### TASK ITEM
In the Shepard tone article below, how far apart are overlapping notes that play at the same time?

### SUPPLIED PASSAGE
╔══

Shepard tone


A Shepard tone, named after Roger Shepard, is a sound consisting of a superposition of sine waves separated by octaves. When played with the bass pitch of the tone moving upward or downward, it is referred to as the Shepard scale. This creates the auditory illusion of a tone that seems to continually ascend or descend in pitch, yet which ultimately gets no higher or lower.

Construction

Each square in Figure 1 indicates a tone, with any set of squares in vertical alignment together making one Shepard tone. The color of each square indicates the loudness of the note, with purple being the quietest and green the loudest. Overlapping notes that play at the same time are exactly one octave apart, and each scale fades in and fades out so that hearing the beginning or end of any given scale is impossible.

╚══

### SOURCE INFORMATION
╔══

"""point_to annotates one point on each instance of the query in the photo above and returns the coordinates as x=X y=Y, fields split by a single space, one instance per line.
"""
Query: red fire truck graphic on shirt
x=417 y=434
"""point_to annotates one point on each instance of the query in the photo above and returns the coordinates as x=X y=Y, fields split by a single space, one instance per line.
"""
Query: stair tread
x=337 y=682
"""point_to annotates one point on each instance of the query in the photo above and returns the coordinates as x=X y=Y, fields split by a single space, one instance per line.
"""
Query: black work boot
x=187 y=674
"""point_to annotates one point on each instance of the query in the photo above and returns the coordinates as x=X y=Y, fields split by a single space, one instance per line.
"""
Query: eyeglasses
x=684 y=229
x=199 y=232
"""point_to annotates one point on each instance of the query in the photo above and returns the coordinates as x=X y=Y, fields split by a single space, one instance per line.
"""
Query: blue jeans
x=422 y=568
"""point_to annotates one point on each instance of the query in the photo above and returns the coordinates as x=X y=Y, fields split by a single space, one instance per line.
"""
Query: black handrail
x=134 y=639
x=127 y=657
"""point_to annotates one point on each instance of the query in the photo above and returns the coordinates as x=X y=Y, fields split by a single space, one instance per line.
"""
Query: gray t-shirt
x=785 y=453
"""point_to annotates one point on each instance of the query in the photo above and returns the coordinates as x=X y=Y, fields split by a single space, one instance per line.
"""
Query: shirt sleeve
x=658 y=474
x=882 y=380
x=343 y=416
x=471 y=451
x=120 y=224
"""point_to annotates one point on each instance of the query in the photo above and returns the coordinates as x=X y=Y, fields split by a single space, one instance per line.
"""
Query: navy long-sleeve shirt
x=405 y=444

╚══

### RESPONSE TO THIS EXERCISE
Exactly one octave apart.